■ GIVEN TASK ■
Reproduce nothing but the closing run of lines: the line with "Can you locate the silhouetted" and each line that follows it to the end of the data.

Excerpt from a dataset

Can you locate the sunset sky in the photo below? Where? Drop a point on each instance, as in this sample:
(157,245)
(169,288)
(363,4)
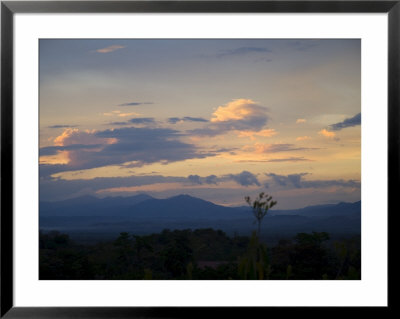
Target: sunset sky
(215,119)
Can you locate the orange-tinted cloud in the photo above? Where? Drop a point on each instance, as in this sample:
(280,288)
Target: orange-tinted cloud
(303,138)
(238,110)
(75,136)
(252,134)
(62,157)
(327,134)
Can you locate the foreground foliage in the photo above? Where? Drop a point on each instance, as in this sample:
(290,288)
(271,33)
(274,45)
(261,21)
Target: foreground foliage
(199,254)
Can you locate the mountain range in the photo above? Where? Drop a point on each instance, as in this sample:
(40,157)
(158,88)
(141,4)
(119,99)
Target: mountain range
(145,214)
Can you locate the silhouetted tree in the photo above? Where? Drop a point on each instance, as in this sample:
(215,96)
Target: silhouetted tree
(260,207)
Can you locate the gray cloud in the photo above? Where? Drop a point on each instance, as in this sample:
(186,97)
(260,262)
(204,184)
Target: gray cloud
(117,123)
(245,178)
(253,123)
(62,126)
(142,120)
(52,150)
(195,179)
(135,103)
(56,189)
(242,51)
(211,179)
(174,120)
(277,148)
(288,159)
(139,145)
(297,181)
(353,121)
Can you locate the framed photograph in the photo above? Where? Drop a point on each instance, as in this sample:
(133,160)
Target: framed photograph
(183,158)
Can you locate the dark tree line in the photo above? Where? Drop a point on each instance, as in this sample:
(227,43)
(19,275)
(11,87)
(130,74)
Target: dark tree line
(200,254)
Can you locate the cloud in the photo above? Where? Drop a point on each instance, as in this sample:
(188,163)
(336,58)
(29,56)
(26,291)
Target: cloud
(297,181)
(120,114)
(245,178)
(75,136)
(53,150)
(118,146)
(135,103)
(263,133)
(237,115)
(62,126)
(56,189)
(328,134)
(117,123)
(277,148)
(350,122)
(303,138)
(289,159)
(195,179)
(174,120)
(142,120)
(242,51)
(211,179)
(110,48)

■ COMPLETE OUTPUT ■
Can you locate the silhouetted tree in the photo above? Where? Drop a point on each instance, as in this sample:
(215,96)
Target: silhouetted tree
(260,207)
Can you locate the gray cloud in the photo above? Where? Drop a point on each instance, as in this sample:
(186,97)
(260,262)
(204,184)
Target: gray cloud
(117,123)
(245,178)
(253,123)
(62,126)
(142,120)
(52,150)
(195,179)
(135,103)
(56,189)
(242,51)
(211,179)
(174,120)
(277,148)
(288,159)
(139,145)
(297,181)
(353,121)
Can you locate the framed photograph in the photo above? Where? Drop a point on each instance, as in this sample:
(133,160)
Target: framed photograph
(183,158)
Can you locate the dark tree line in the photo above? Where? Drop a point on each instance, as in this sample:
(227,43)
(19,275)
(11,87)
(130,74)
Target: dark tree line
(200,254)
Can you locate the cloud in the photo above? Where? Drop a point on each instance, as in this sample:
(188,163)
(336,58)
(29,56)
(26,291)
Target: cloud
(297,181)
(120,114)
(245,178)
(75,136)
(53,150)
(118,146)
(135,103)
(263,133)
(237,115)
(62,126)
(56,189)
(328,134)
(117,123)
(277,148)
(350,122)
(303,138)
(289,159)
(195,179)
(174,120)
(142,120)
(242,51)
(211,179)
(110,48)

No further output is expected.